■ **TASKS**:
(1) In the Kubota thread, what made the rack stick in the fuel shut off position?
(2) Using the Kubota thread, explain why horse60 concluded that the fuel line was not plugged.
(3) Reproduce everything in the Kubota thread from "Found the problem, the" down to "for the help.".

BEGIN PASSAGE

# Kubota L245DT - Won't start



## horse60

Hello, I have a L245DT that was running fine last year when I put her to bed and now this spring won't start. I change out fuel with new thinking maybe it might be too old. I have tried changing the fuel filters. I think there is something wrong with the injection pump because when I tried to bleed the air out of the system, no fuel. It was suggested to me to crack the lines going to the injectors and use light air pressure at the fuel tank fill until fuel is present at injectors. I performed this successfully but machine still won't start. Any ideas or common problems? Thanks for any information in advance.

Kraig


----------



## Thomas

"I put her to bed and now this spring won't start"

Does the engine turn over
Do you have fuel to filter..maybe plug in fuel line or bottom of tank.


----------



## horse60

Yes engine turns over and yes it has fuel past the filter. Thats why I think it might be a bad fuel pump, I forced fuel all the way to the injectors with air at fuel tank fill, had to push fuel that way because when engine was cranking and bleeder screw is out no fuel come out. I think there is no plug in the fuel line because when lines were cracked at injectors and air forced the fuel from the fuel tank, fuel came out of cracked lines at injectors. Thanks though, good to check everything I might have forgotten to check.

Kraig


----------



## Mickey

Before you get too far, does this engine have a compression release? If so I'd check to see if the release is closed to insure full compression.

Could be something else but lets get past the simple stuff first.


----------



## horse60

Yes it does I think, your talking about for aiding in starting when battery is low, right? The "decomp knob" I will try this and get back to ya, thanks.


----------



## horse60

Made sure it was closed with same result. Won't start.


----------



## horse60

Found the problem, the rack got a little bit of water on it somehow and made it stick in the fuel shut off position. Worked it back and forth until it loosened up. Now it starts, I will have to make sure where the water, or coolant came from not sure. Thanks for the help.


----------



## WinnieCouple

good to hear your back in action.
Its always good to hear the "fix" for little problems, just in case.
Thanks for the followup.


----------



## calheader

Sir, I think I might be having the same problem. My L245 shut off one day and I couldn't get it to restart. cleaned everything out from the tank to the fuel injector pump. good fuel to top of injectors, ended up taking injectors in, one failed, but rebuilt all three anyhow. Bled fuel to top of injectors again, still won't run. It starts and then stalls right away. Only gets a couple of turns under its own power. What is this rack you were talking about? Any details if you remember would be greatly appreciated.

Thanks in advance.


----------

END PASSAGE
BEGIN SOURCE DATA

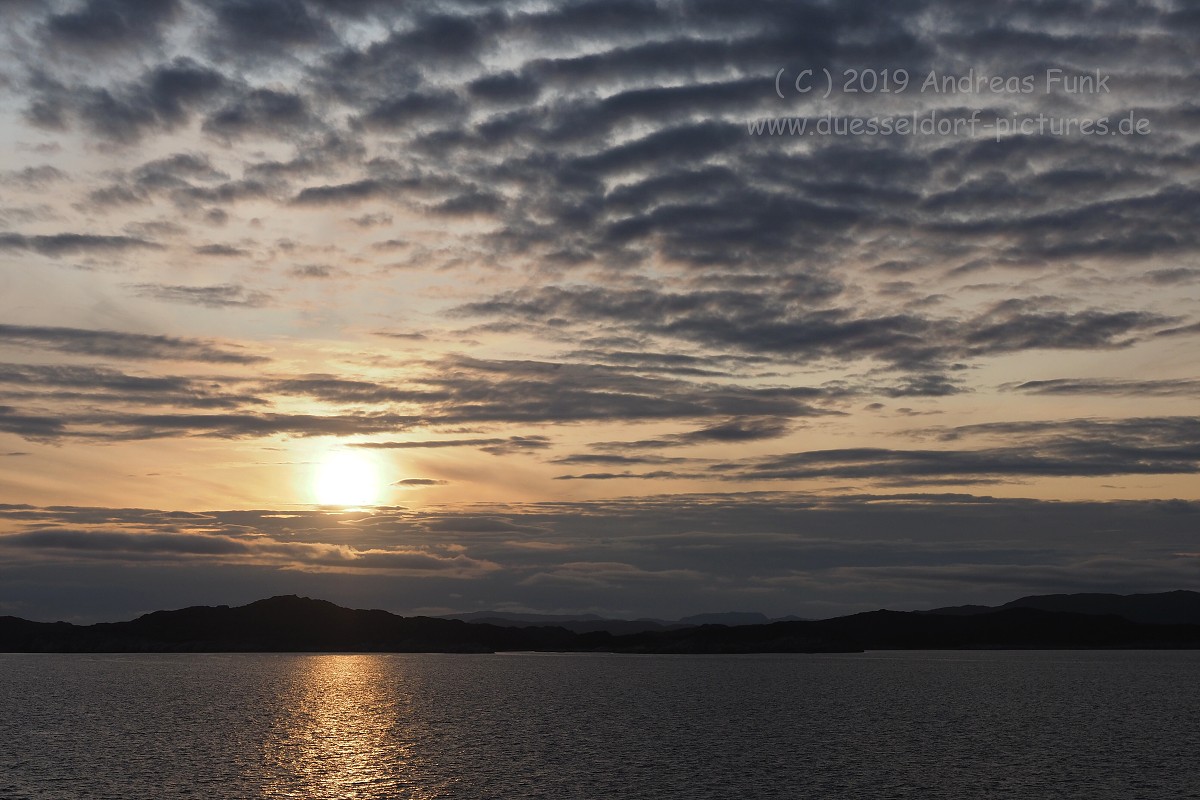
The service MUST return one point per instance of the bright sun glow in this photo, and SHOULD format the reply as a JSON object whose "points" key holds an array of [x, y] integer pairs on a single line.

END SOURCE DATA

■ **RESULTS FOR EACH TASK**:
(1) A little bit of water got on the rack.

(2) With the lines cracked at the injectors and air pressure applied at the fuel tank fill, fuel came out of the cracked lines at the injectors. Since fuel could travel all the way from the tank to the injectors, horse60 reasoned that the line had no plug.

(3)
Found the problem, the rack got a little bit of water on it somehow and made it stick in the fuel shut off position. Worked it back and forth until it loosened up. Now it starts, I will have to make sure where the water, or coolant came from not sure. Thanks for the help.